── Entries shown
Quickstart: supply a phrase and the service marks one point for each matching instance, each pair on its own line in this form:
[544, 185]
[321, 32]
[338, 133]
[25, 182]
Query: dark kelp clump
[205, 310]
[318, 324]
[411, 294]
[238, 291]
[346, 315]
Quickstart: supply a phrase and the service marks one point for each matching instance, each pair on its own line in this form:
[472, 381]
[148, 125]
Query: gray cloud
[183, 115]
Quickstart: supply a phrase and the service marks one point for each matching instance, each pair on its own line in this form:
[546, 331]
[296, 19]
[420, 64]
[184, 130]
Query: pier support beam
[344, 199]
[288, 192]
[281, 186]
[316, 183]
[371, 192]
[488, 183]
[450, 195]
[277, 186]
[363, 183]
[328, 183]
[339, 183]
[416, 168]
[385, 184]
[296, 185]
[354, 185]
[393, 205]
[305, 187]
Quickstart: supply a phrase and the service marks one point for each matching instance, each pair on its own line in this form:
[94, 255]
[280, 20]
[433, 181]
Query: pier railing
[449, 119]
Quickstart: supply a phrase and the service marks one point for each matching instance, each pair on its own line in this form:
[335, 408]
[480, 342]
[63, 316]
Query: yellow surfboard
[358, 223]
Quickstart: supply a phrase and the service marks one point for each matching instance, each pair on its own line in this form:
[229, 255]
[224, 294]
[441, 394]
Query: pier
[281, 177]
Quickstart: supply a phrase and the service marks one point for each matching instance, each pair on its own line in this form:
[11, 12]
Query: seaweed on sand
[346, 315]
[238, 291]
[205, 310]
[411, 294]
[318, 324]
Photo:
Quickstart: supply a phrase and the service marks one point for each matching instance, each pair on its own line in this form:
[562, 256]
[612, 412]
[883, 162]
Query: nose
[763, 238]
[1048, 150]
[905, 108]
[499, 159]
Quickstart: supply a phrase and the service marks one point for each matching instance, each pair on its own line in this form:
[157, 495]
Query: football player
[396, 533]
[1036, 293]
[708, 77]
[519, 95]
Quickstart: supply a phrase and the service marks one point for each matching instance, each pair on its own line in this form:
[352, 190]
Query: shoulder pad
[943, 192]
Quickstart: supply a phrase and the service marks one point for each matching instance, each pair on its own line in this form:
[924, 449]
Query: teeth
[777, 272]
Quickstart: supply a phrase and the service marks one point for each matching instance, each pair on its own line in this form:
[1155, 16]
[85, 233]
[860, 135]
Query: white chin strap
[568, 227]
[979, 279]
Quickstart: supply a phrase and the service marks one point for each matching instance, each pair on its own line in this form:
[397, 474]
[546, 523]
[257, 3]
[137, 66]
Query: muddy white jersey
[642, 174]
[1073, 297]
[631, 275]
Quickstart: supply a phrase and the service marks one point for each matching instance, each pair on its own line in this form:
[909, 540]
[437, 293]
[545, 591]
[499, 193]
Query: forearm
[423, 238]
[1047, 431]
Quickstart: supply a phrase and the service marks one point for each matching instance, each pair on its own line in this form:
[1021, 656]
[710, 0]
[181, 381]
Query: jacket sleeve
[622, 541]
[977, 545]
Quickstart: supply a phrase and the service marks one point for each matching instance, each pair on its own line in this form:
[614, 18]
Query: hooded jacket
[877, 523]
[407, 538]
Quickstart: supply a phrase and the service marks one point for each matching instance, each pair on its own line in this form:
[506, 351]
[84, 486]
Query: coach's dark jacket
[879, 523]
────
* [The request] Every line of the data above should be reproduced word for word.

* [Solution for this task]
Quickstart: supply a phrase and the service marks one point for each matching instance, each pair on its own line in this form:
[544, 185]
[321, 32]
[338, 133]
[25, 182]
Query: dark kelp clump
[205, 310]
[318, 324]
[411, 294]
[238, 291]
[346, 315]
Quickstart: supply a phrase and the service marks one point for each matching instance, each pair on its own line in this form:
[472, 381]
[148, 125]
Query: gray cloud
[183, 115]
Quickstart: supply a phrase and the service marks one point for each matching instance, each pair on its own line in this form:
[546, 331]
[296, 19]
[420, 64]
[184, 130]
Query: pier support beam
[344, 199]
[288, 192]
[281, 186]
[316, 183]
[371, 192]
[488, 183]
[450, 195]
[277, 186]
[363, 183]
[328, 183]
[339, 183]
[416, 168]
[385, 184]
[296, 185]
[354, 185]
[393, 205]
[305, 187]
Quickstart: supply a phrase and the service marks one point for each matching instance, each pair on its own line in this form:
[94, 255]
[280, 20]
[433, 181]
Query: pier railing
[449, 119]
Quickstart: supply a phrase and the service marks one point for each matching instance, each pair on its own line in this form:
[335, 408]
[480, 342]
[63, 316]
Query: yellow surfboard
[358, 223]
Quickstart: supply a phrase and the service marks one point for each matching instance, each pair on its own line in this form:
[229, 255]
[224, 294]
[441, 394]
Query: pier
[281, 177]
Quickstart: supply a phrase and the service marks one point for each matching instance, each pair on its own line in this form:
[11, 12]
Query: seaweed on sand
[346, 315]
[238, 291]
[205, 310]
[411, 294]
[318, 324]
Photo:
Quickstart: supply a phrase and the service marks one point for each matching instance, each pair on its own line in this form:
[562, 256]
[612, 412]
[883, 162]
Query: nose
[763, 238]
[1048, 150]
[905, 108]
[499, 159]
Quickstart: supply a phrase and the service marks one point for each matching instance, each pair on its own line in this form:
[157, 495]
Query: football player
[396, 533]
[1036, 293]
[708, 77]
[519, 95]
Quickstart: supply a phrase and the service marks one point for each matching instance, each pair on its own line in this form:
[352, 190]
Query: shoulder pad
[943, 192]
Quickstart: supply a phrase and the service marks one point for each matching instance, each pair on its own line in this form:
[924, 449]
Query: teeth
[777, 272]
Quickstart: supply a phrase and the service marks one point for each matching instance, each pair on its own line in this form:
[1155, 16]
[85, 233]
[860, 135]
Query: white chin strap
[568, 227]
[979, 279]
Quickstart: supply a phrase and the service marks one point for each matching instance, each pair on its own line in this form:
[397, 474]
[546, 523]
[257, 3]
[137, 66]
Query: muddy white jersey
[642, 174]
[1073, 297]
[631, 275]
Quickstart: supply a phrase and the service marks one point for each matching instance, each pair on its own line in this form:
[909, 540]
[437, 293]
[545, 591]
[499, 193]
Query: forearm
[423, 238]
[1047, 431]
Quickstart: supply a phrase and the service marks one point for each matching instance, each pair on its own line in this form:
[1021, 656]
[710, 0]
[181, 381]
Query: jacket sleeve
[622, 541]
[977, 545]
Quickstart: supply a phrase and the service marks one point for each matching instance, each pair on its own line in this form:
[614, 18]
Query: hooded jacket
[877, 523]
[407, 538]
Quickstart: supply a phrase and the service marks one point for each matching instance, each pair on its own line in this form:
[506, 351]
[84, 486]
Query: coach's dark jacket
[879, 523]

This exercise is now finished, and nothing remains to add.